**DIRECTION 1:** In the exchanger description below, condense the paragraph beginning "The exchanger represented in FIGS. 1 and 2" into a short bulleted list that keeps its main facts.

FIGS. 15 and 16 represent, again schematically, the two strip-form elements (not yet rounded) constituting the shroud.

The exchanger represented in FIGS. 1 and 2 contains a shell or casing 1 which delimits an enclosure inside which is fixedly mounted a tubular bundle 2, this consisting of a helical winding, of axis X-X′, of a group of tubes arranged end to end and connected in series.

These are tubes of flattened cross section whose large sides are perpendicular to the axis X-X′.

Bosses 200 provided on the large faces of the tubes perform the function of spacers, making it possible to delimit between each turn a gap having a substantially constant, calibrated value.

This winding is intended to be traversed internally by the fluid to be heated up, which is water for example.

In the embodiment illustrated, there are three helical tubular elements brought together and connected in series, in which the fluid to be heated up circulates from left to right.

**DATA LISTING:**
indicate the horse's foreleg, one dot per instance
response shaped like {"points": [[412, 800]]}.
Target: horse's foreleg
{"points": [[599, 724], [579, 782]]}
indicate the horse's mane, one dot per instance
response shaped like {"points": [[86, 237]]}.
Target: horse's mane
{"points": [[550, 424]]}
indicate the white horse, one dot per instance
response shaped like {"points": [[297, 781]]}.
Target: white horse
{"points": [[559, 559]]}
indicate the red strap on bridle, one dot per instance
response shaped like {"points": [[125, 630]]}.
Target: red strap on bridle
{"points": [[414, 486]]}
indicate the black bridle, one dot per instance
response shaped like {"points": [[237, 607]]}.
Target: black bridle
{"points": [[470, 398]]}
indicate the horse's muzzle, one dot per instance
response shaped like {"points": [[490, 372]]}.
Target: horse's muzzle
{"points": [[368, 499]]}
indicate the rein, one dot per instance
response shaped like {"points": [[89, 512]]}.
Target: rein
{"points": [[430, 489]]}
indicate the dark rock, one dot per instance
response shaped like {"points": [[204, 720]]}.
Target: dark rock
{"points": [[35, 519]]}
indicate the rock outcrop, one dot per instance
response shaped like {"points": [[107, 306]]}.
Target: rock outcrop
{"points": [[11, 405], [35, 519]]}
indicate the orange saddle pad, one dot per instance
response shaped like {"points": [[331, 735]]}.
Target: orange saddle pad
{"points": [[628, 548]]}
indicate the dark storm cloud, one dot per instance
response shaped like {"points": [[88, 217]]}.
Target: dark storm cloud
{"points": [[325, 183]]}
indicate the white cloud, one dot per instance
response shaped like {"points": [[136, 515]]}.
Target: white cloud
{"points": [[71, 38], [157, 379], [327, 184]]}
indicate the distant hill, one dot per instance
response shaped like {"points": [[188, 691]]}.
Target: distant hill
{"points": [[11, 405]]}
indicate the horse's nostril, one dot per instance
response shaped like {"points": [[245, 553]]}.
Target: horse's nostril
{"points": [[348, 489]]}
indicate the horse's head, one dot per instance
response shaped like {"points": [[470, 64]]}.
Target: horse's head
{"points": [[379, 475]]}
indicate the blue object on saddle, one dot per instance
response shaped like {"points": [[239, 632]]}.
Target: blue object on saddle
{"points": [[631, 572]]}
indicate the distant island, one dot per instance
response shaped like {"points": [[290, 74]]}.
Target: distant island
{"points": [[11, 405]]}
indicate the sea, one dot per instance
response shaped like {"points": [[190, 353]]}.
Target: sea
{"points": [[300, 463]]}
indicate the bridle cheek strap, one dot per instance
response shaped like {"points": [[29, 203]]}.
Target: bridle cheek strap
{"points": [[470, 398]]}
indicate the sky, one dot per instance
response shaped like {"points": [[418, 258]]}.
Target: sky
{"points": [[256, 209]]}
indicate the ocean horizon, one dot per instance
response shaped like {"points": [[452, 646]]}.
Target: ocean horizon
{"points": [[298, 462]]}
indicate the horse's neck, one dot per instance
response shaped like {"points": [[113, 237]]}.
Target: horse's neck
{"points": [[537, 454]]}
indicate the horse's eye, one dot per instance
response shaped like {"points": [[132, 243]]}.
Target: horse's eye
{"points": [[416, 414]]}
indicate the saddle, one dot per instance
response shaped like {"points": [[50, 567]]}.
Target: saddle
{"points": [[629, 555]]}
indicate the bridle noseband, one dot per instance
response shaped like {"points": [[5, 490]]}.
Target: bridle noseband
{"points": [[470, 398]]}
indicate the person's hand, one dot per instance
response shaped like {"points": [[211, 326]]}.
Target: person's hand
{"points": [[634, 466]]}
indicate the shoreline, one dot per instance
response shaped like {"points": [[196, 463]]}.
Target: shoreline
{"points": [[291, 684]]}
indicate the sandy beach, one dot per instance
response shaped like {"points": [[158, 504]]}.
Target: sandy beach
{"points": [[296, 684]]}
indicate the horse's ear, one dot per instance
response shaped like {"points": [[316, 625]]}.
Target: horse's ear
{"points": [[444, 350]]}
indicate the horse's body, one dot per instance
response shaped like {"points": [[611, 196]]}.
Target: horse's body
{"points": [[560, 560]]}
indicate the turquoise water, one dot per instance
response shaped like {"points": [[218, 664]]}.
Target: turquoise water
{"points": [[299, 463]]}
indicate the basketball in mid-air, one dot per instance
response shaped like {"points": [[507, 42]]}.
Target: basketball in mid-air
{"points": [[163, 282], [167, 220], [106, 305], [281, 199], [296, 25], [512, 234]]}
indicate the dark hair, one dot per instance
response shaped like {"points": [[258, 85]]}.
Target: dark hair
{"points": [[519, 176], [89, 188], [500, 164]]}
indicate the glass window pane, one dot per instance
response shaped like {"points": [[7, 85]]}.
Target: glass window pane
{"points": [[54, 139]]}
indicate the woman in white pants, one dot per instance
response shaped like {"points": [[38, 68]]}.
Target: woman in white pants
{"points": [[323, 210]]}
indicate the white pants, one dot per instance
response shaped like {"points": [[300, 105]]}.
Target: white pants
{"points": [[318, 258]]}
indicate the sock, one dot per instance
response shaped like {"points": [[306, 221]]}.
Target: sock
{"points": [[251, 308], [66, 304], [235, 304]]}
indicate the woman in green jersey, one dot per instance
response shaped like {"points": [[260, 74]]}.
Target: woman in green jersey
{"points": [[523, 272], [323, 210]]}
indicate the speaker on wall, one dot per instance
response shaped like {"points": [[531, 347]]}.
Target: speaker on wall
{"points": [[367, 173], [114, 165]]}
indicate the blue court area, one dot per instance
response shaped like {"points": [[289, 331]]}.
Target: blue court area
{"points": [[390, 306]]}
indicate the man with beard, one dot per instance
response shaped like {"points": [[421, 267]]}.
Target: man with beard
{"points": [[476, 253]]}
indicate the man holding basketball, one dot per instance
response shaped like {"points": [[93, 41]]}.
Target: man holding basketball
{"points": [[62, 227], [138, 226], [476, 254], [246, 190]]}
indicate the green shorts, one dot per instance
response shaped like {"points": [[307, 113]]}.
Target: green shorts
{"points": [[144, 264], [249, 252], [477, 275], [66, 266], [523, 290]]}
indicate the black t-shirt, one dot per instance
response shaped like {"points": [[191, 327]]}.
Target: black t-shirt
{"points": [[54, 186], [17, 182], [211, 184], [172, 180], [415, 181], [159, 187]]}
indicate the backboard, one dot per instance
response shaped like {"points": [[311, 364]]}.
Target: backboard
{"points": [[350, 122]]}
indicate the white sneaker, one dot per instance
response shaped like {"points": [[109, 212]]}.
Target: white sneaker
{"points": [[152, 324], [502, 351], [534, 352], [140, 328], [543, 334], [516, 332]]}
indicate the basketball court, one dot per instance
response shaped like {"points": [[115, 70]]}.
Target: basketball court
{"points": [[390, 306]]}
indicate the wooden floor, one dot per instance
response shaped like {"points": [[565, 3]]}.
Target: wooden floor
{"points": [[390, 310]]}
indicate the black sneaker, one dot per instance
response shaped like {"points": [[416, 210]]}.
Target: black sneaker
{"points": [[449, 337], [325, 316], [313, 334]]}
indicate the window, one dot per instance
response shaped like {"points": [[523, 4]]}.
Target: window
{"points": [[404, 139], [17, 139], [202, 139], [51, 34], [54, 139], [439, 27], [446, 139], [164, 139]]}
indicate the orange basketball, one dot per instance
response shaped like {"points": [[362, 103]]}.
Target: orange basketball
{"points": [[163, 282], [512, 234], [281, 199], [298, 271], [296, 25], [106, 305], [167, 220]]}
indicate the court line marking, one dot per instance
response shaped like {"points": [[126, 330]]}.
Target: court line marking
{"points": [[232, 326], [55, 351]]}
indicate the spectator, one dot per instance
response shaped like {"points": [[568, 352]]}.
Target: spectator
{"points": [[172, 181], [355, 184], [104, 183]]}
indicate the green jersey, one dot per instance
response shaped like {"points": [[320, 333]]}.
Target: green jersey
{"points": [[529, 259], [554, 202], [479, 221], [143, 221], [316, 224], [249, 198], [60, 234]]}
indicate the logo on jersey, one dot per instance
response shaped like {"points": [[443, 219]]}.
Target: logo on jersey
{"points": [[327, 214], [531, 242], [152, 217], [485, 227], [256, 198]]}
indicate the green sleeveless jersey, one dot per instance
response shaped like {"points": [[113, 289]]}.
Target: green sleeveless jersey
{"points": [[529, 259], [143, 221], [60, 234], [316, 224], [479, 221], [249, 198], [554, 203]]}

**DIRECTION 2:** Gather every line of the listing above that contains the word "orange".

**SOLUTION 1:**
- The exchanger in FIGS. 1 and 2 has a shell or casing 1 that delimits an enclosure.
- A tubular bundle 2 is fixedly mounted inside that enclosure.
- The bundle is a helical winding, of axis X-X′, of a group of tubes arranged end to end and connected in series.

**SOLUTION 2:**
indicate the orange saddle pad, one dot per instance
Target: orange saddle pad
indicate the orange basketball, one dot per instance
Target: orange basketball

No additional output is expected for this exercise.